-- TEXT EXCERPT follows --

QUOTE (dwerten @ Jan 17 2009, 12:03 PM) index.php?act=findpost&pid=708126


> Thanks for sharing this as i am on 55 dog groups and have read the horrors of this drug and metacam  This is why when demi had her teeth done i asked what drugs will be given and said in no way is she getting either of those drugs. He said he will not use nsaids as he believes narcotics are much safer like tramadol and Butorphanol
> 
> http://www.petplace.com/drug-library/butor...trol/page1.aspx
> 
> ...





> I am another who went through the heart ache of watching my Scooby suffer the side effects of Rimadyl. He had a very badly ulcerated Pyloris and intestinal ulceration after 10 days on the drug.
> He also has renal failure, and also suffered induced Fanconi Syndrome, he almost died.
> We reported the incident to the FDA and they tried to help us recover some of our vet fees which were in the thousands but Phizer refused resposibility.

-- TEXT EXCERPT concluded --
-- DATA follows --

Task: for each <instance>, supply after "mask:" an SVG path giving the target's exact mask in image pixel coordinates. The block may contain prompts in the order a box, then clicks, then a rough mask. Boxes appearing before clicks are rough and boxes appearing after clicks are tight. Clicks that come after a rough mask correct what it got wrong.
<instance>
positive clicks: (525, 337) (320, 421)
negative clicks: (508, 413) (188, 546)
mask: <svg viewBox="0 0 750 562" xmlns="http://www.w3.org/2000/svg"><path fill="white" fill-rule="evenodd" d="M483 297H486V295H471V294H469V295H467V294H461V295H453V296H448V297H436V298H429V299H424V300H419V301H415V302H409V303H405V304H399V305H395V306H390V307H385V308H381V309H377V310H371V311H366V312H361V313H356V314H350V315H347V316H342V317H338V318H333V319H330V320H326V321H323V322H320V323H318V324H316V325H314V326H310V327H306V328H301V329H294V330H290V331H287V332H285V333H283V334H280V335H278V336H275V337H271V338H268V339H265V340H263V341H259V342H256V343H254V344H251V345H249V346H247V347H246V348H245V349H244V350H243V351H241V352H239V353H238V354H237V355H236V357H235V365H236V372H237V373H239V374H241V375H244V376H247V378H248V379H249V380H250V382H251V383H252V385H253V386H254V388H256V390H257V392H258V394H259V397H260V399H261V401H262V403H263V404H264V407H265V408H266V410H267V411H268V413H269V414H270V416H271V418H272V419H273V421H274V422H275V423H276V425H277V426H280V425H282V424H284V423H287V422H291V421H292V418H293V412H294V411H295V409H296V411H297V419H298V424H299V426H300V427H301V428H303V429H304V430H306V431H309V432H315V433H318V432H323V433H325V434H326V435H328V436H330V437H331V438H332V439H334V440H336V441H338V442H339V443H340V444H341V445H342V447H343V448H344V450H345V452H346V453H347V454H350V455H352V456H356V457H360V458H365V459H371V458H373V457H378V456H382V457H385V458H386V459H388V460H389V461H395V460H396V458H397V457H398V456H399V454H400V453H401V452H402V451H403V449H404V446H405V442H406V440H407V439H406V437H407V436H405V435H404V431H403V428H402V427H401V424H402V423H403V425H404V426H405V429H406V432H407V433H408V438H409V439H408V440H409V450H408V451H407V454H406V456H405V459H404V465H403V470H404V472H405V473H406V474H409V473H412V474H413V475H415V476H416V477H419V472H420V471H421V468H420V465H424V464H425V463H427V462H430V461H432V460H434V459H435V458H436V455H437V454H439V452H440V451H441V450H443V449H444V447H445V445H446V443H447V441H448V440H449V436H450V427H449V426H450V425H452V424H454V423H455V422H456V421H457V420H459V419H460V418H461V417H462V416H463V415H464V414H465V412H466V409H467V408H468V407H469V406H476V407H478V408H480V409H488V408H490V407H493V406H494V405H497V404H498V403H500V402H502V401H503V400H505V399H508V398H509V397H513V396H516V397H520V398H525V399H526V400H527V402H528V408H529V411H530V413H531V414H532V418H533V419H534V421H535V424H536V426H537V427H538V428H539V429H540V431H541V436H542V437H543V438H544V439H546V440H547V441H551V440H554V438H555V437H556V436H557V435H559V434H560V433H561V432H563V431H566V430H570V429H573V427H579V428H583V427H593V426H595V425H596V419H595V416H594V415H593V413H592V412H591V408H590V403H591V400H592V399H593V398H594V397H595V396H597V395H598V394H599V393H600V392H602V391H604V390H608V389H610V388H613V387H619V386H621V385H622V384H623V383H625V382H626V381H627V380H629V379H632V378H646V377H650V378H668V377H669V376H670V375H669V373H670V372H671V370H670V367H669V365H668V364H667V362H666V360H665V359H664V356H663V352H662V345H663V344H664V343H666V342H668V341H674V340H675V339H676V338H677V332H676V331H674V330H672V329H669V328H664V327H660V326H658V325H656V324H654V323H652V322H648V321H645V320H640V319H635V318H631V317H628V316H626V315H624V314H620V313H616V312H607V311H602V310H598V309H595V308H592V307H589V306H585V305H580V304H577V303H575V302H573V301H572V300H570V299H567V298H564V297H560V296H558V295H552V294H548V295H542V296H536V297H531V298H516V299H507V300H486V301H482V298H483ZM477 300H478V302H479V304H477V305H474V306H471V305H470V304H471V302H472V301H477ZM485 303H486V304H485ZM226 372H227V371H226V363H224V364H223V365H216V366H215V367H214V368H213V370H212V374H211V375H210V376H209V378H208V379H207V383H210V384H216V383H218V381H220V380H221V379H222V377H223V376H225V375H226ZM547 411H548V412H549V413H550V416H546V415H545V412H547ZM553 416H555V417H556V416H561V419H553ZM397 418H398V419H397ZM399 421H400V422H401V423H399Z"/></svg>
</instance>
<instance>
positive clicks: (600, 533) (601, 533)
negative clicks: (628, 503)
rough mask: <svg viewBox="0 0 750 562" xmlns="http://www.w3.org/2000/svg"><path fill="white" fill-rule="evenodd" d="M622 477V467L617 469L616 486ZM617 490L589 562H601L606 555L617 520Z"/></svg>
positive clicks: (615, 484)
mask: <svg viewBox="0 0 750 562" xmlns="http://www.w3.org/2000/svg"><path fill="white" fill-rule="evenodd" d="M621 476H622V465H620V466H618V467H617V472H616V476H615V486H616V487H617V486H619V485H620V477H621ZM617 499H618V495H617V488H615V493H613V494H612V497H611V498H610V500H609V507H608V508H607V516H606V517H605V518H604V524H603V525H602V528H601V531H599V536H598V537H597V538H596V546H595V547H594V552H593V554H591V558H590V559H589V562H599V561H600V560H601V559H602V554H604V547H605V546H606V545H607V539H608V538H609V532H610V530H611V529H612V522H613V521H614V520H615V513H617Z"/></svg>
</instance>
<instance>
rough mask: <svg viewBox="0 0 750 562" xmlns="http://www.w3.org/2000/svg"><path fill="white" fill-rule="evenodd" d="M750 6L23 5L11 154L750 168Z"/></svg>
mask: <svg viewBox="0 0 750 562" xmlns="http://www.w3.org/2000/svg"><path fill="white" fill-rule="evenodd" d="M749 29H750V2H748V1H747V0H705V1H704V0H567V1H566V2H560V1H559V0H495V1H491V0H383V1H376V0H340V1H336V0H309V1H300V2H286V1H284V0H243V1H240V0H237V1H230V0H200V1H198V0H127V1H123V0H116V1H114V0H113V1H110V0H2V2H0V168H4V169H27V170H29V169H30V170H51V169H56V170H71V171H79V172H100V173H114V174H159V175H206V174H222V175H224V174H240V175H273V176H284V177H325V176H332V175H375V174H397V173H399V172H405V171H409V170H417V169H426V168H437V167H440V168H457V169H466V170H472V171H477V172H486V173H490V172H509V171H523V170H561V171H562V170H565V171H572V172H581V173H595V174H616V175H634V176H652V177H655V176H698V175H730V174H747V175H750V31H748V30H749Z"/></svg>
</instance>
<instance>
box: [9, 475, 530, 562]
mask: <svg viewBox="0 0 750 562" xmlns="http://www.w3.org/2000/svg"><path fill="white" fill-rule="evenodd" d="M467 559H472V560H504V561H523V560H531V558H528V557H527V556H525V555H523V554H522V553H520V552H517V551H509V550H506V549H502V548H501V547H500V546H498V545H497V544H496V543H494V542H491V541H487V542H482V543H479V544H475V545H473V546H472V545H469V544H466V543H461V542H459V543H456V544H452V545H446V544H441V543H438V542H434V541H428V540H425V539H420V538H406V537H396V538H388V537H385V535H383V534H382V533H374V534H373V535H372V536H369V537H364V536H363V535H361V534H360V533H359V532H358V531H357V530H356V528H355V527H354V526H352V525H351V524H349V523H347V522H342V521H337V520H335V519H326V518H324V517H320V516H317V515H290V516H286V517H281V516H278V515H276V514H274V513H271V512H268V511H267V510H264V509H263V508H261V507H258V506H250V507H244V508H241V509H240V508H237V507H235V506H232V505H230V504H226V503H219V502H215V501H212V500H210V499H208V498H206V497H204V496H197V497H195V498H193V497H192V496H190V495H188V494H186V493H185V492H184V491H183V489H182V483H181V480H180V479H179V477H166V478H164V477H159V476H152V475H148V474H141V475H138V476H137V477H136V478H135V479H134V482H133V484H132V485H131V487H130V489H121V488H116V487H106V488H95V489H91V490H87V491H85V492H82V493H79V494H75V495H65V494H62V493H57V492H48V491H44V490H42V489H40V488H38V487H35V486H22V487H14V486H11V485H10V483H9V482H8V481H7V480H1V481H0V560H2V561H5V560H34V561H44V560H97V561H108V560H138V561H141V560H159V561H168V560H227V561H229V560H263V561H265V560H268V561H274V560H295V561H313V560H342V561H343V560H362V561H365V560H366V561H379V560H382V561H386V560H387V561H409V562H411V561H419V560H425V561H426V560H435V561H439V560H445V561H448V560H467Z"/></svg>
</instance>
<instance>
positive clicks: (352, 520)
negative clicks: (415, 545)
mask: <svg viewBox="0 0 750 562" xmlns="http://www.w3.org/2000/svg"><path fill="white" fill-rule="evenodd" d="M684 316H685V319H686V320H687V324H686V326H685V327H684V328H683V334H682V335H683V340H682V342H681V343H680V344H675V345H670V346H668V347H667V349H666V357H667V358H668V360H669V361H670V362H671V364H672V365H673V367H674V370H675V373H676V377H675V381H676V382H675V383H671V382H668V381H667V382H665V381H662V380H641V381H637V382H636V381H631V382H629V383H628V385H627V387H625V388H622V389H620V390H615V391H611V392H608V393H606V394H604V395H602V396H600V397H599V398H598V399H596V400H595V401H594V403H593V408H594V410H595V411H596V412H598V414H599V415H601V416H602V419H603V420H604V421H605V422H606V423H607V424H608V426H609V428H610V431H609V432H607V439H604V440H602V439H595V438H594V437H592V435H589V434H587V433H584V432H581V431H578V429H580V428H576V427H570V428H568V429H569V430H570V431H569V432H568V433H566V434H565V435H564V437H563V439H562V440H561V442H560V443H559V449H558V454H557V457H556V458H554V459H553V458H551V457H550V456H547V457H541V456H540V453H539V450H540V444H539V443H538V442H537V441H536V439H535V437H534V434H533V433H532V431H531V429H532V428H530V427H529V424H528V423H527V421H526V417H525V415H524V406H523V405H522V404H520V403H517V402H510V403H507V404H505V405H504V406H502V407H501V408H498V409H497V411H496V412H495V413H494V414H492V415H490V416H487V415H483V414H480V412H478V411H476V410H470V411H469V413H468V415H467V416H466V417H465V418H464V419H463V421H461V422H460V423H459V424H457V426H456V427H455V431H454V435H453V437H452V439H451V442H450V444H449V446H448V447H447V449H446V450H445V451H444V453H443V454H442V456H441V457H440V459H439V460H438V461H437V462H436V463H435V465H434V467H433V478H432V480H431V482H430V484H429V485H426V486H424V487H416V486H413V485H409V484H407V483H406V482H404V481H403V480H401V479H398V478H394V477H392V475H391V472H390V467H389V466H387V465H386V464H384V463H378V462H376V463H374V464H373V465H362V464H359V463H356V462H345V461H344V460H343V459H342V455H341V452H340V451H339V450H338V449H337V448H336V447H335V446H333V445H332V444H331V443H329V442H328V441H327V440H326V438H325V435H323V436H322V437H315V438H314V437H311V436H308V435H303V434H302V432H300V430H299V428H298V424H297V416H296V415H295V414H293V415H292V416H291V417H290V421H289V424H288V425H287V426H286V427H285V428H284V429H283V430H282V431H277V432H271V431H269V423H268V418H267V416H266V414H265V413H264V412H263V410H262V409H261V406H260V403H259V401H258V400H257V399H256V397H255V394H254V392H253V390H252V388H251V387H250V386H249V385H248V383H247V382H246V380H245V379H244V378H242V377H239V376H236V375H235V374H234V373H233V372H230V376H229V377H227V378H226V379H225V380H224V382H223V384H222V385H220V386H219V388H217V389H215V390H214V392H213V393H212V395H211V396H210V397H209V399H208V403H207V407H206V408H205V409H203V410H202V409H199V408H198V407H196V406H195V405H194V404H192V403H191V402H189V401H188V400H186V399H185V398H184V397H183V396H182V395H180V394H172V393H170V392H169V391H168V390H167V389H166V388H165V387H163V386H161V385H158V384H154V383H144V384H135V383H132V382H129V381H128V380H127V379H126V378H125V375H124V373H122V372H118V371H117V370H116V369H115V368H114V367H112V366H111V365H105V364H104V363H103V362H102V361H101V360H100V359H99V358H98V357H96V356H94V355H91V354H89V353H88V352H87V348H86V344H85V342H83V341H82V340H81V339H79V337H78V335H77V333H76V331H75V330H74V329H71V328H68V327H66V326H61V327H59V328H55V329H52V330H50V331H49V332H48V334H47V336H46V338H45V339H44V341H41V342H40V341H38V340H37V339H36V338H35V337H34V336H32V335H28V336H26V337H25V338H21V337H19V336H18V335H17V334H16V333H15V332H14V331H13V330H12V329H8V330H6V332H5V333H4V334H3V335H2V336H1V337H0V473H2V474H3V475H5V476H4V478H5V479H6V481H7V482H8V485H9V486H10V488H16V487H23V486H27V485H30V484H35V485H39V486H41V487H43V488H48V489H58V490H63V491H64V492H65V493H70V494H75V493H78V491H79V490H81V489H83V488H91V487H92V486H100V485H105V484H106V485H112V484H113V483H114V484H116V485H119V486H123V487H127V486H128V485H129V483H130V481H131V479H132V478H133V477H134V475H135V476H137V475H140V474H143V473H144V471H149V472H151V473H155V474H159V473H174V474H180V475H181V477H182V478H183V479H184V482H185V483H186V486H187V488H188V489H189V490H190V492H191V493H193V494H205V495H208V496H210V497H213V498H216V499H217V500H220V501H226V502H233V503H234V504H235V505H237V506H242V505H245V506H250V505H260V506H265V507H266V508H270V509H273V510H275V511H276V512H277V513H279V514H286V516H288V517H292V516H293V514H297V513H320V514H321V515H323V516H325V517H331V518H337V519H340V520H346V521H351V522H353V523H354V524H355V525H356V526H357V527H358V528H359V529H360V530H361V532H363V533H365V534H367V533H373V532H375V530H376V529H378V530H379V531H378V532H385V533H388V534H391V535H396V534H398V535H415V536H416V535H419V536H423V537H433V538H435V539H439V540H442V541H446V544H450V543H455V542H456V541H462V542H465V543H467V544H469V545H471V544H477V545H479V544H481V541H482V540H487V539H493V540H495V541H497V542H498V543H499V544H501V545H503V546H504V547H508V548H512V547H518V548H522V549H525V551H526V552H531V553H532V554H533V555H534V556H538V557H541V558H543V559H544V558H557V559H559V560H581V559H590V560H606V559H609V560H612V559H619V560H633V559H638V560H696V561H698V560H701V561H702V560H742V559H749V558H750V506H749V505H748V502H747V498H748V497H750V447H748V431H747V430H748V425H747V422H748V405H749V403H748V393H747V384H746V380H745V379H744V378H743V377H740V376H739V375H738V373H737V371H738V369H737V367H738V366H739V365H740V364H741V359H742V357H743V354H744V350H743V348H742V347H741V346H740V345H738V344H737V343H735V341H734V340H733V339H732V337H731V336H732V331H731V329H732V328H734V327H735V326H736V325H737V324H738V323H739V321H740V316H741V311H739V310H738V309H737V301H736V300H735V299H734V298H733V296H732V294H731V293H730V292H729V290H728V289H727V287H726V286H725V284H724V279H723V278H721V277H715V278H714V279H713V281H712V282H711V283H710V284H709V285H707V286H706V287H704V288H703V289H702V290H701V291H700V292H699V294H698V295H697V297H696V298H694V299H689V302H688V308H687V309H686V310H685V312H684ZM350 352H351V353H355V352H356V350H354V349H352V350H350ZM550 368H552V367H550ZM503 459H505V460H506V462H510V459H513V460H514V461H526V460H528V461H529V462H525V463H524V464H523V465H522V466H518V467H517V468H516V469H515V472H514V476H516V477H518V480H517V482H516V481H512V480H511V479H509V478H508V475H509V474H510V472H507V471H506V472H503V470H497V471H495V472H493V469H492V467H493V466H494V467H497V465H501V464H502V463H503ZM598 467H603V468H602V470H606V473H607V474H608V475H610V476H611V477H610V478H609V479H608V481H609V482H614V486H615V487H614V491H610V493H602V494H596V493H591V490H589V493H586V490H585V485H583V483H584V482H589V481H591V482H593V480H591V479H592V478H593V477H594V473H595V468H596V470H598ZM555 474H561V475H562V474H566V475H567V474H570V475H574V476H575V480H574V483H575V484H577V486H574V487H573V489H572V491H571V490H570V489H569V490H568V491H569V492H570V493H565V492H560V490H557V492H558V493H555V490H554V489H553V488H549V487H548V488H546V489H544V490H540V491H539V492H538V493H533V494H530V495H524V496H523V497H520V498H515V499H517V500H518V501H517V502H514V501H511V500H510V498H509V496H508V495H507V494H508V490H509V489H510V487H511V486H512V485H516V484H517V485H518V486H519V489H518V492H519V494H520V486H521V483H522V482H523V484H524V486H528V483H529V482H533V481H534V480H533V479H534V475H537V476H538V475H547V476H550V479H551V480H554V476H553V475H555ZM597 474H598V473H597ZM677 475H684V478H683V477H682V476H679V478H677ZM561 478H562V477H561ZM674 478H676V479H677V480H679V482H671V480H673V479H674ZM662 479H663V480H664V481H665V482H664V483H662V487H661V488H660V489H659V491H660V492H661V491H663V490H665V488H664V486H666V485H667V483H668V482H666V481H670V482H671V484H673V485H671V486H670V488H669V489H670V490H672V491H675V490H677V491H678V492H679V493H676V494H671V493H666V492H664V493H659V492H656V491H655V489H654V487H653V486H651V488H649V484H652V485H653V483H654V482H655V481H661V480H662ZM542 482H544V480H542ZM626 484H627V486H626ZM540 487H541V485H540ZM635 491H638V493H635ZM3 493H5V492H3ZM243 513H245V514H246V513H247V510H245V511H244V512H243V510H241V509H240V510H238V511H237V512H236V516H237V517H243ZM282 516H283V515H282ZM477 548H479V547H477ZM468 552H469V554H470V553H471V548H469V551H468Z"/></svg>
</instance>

-- DATA concluded --

#### [TASKS TO PERFORM]
1 - In the forum thread about dog medications, which two narcotics did the vet say he would use instead of NSAIDs?
2 - Extend the forum thread about dogs suffering side effects from Rimadyl, picking up after its final sentence.

#### [EXERCISE ANSWERS]
1 - Tramadol and Butorphanol.

2 -
> Fortunately Scooby has made almost a complete recovery, the Fanconi is gone and his stomach and intestines healed, but he still has renal failure although not life threatening at this stage but could be progressive as he ages.
> He also stopped eating on his own and to this day I still have to spoon feed him his wet food that he must have to sustain his renal function, but thankfully 2 years after all that he is doing really well considering what he went through, we are what I consider the lucky ones and I know for a fact he will never have Rimadyl again.[/B]


[/B][/QUOTE]

I am so sorry your friend's dog died, that is so sad  
Phizer tried to tell us that it was the food recall that made Scooby so ill, yet he wasn't eating any recalled food at the time. He was eating chicken strips which could have added to his problems ie the Fanconi as the strips were a Chinese item which is now listed as a cause for Fanconi like symptoms.
Our vet at the time tried also to help us recover some of the costs of Scooby's fees for hospitalization, subcutanial fluids, scoping his stomach, xrays and meds. It was a very long haul for him to recovery almost a year, but we did have some very good help from a human Doctor in Georgia to manage the Fanconi.
It was definately the Rimadyl that did the damage to his stomach and intestines and also his renal failure. He lost 2½lbs body weight in less than 2 weeks due to bloody diarrhea and vomiting and not being able to keep any food down, we honestly thought we were going to lose him, but luckily he is a fighter and didn't want to leave us


----------



## dwerten (Oct 6, 2007)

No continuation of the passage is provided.